◆ **ASSIGNED TASK**
In the records below, find each line containing the word "girl" and copy it.
######
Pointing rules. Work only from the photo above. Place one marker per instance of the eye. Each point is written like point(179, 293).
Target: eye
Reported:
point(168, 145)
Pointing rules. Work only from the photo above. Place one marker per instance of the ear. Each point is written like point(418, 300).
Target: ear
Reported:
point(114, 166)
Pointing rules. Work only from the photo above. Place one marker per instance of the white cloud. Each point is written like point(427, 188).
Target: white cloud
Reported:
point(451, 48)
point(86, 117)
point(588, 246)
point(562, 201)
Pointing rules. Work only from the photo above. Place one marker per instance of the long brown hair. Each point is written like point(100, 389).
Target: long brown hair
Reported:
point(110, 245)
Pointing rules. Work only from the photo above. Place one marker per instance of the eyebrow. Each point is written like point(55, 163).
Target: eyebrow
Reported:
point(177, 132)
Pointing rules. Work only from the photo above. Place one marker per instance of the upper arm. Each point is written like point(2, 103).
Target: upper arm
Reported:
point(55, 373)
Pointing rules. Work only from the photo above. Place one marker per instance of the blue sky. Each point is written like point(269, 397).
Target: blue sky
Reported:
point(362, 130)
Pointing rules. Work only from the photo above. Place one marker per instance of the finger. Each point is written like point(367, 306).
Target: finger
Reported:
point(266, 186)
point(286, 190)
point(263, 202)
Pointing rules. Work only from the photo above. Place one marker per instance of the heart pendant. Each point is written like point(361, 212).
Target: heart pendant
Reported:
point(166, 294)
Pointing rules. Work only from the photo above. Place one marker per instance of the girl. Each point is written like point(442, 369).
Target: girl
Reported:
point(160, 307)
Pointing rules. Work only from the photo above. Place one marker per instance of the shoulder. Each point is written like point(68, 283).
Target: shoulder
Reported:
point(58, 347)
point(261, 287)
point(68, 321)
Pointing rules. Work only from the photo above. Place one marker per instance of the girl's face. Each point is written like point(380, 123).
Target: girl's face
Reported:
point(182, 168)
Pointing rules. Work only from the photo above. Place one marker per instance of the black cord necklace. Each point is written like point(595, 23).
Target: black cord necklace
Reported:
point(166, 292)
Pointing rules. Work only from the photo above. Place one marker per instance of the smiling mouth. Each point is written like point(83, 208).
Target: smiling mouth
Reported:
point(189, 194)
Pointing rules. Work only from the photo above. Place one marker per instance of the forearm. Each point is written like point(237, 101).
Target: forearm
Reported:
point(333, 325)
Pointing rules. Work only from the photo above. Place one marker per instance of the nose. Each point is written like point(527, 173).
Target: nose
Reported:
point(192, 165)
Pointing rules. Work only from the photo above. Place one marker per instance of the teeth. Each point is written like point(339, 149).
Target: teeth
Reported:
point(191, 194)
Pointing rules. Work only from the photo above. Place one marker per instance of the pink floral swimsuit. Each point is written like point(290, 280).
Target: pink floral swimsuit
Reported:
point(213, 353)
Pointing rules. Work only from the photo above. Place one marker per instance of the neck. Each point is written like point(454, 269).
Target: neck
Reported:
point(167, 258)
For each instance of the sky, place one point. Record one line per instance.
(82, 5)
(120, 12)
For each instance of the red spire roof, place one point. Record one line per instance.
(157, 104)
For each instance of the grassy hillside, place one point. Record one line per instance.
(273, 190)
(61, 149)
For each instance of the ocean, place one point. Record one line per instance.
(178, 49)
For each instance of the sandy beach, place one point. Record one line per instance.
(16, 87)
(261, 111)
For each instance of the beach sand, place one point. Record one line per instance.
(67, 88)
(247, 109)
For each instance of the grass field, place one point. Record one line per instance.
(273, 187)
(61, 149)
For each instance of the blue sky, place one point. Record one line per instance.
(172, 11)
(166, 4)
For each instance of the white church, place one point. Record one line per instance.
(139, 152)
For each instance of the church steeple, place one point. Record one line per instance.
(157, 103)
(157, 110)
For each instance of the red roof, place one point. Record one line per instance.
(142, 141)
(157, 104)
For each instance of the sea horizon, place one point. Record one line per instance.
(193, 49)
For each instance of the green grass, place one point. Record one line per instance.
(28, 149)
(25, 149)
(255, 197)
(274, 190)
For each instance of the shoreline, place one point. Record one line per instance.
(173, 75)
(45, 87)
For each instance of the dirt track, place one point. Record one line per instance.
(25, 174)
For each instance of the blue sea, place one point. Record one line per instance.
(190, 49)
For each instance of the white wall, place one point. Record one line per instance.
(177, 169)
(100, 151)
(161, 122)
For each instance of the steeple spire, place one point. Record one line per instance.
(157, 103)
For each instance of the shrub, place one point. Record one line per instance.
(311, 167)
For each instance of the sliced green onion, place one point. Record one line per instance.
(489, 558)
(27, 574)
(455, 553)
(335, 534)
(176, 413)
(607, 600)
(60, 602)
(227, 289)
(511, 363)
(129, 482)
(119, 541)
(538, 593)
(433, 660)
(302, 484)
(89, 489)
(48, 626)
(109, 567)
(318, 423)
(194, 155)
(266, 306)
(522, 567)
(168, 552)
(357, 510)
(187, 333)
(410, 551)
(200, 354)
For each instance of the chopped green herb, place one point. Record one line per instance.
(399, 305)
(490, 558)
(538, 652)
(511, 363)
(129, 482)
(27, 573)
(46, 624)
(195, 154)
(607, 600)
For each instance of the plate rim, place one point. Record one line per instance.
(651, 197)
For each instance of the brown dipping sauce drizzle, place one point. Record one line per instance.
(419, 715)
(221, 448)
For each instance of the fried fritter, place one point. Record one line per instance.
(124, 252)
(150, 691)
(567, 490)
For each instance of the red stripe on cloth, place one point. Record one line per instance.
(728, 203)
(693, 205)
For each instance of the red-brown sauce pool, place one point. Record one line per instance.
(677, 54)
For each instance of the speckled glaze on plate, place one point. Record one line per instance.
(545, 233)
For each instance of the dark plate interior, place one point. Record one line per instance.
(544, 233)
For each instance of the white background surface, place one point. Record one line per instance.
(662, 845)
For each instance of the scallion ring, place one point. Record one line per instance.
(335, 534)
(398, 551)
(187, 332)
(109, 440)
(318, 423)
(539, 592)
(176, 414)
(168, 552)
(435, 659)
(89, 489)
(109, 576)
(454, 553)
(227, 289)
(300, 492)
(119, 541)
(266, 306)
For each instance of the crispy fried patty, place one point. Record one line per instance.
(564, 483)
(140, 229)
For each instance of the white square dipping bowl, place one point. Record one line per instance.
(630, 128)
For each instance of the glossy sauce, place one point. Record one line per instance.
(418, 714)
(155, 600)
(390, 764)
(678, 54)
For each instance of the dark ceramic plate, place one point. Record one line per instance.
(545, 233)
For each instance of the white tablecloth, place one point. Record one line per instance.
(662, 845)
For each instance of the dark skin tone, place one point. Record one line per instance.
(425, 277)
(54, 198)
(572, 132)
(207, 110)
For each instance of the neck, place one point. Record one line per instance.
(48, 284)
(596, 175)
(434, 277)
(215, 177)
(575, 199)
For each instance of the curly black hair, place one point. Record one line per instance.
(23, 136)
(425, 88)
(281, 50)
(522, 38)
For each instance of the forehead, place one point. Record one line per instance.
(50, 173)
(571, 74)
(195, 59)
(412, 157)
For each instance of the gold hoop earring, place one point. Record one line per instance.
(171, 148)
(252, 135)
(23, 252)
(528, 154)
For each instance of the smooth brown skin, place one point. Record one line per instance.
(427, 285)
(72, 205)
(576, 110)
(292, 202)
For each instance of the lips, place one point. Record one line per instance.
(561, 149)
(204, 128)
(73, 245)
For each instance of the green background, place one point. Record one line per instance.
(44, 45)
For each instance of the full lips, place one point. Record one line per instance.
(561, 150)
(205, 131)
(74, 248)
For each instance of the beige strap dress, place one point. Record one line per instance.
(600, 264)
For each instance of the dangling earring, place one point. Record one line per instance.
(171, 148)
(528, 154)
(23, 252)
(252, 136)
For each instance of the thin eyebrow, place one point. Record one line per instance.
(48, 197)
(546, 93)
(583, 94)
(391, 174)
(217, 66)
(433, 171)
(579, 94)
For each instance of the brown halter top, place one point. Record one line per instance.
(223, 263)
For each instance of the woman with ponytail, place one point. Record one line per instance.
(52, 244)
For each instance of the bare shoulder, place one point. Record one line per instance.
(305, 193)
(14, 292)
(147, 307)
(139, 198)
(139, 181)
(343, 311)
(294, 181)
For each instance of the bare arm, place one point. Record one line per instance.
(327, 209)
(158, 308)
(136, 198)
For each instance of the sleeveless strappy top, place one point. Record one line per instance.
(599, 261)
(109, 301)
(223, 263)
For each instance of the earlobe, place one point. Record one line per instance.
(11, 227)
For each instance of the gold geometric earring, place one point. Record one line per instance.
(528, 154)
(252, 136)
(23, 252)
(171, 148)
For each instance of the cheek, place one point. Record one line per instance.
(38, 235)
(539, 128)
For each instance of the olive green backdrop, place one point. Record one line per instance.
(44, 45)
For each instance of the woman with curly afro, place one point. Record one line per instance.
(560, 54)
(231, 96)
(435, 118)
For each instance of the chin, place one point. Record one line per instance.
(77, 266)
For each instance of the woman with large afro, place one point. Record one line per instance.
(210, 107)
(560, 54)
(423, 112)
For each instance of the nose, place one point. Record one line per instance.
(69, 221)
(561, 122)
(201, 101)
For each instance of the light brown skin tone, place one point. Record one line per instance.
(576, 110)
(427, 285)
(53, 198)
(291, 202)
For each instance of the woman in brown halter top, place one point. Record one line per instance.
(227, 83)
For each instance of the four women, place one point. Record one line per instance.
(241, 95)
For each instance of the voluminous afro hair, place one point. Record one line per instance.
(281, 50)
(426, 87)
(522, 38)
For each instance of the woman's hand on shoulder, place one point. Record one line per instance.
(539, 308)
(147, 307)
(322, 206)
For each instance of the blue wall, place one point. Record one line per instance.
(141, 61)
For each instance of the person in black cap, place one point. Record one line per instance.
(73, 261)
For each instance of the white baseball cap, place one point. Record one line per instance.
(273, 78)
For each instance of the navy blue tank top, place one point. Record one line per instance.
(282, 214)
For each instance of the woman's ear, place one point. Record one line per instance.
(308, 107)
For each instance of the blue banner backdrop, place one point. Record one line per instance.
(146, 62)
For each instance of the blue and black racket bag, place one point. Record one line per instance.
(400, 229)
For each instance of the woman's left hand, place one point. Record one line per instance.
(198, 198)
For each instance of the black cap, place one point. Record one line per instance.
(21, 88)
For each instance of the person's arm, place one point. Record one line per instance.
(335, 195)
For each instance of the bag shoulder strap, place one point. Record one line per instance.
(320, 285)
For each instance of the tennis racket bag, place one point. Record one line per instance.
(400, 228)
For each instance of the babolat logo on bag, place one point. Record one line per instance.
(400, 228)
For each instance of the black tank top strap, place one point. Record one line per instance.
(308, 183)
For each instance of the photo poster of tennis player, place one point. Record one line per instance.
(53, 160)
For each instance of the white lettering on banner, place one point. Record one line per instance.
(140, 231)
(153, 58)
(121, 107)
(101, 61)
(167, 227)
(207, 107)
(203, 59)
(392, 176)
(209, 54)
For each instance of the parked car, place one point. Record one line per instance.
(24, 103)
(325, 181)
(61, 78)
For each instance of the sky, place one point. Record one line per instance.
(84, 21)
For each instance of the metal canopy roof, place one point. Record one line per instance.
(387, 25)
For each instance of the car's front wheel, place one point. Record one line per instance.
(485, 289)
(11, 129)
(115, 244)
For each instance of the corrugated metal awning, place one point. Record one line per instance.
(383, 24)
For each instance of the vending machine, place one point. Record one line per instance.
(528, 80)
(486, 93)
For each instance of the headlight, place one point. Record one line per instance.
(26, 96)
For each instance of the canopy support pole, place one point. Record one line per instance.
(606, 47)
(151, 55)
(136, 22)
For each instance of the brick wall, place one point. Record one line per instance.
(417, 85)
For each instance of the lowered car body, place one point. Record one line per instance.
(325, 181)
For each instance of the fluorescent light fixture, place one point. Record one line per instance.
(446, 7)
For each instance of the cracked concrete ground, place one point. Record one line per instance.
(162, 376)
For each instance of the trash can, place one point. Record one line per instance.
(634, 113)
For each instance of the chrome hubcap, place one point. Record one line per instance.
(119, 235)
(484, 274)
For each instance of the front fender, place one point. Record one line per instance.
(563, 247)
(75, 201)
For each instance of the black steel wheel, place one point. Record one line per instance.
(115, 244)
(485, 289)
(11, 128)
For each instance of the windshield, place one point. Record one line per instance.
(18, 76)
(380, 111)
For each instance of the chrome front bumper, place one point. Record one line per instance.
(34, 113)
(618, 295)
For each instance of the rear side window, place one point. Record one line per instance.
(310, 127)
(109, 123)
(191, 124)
######
◆ **RESPONSE AREA**
Pointing rules. Work only from the photo above. Place one marker per instance of the girl. Each point is written like point(442, 369).
Target: girl
Pointing rules. Work only from the photo above. Place one marker per instance of the girl's face. Each point is written like point(380, 123).
Target: girl's face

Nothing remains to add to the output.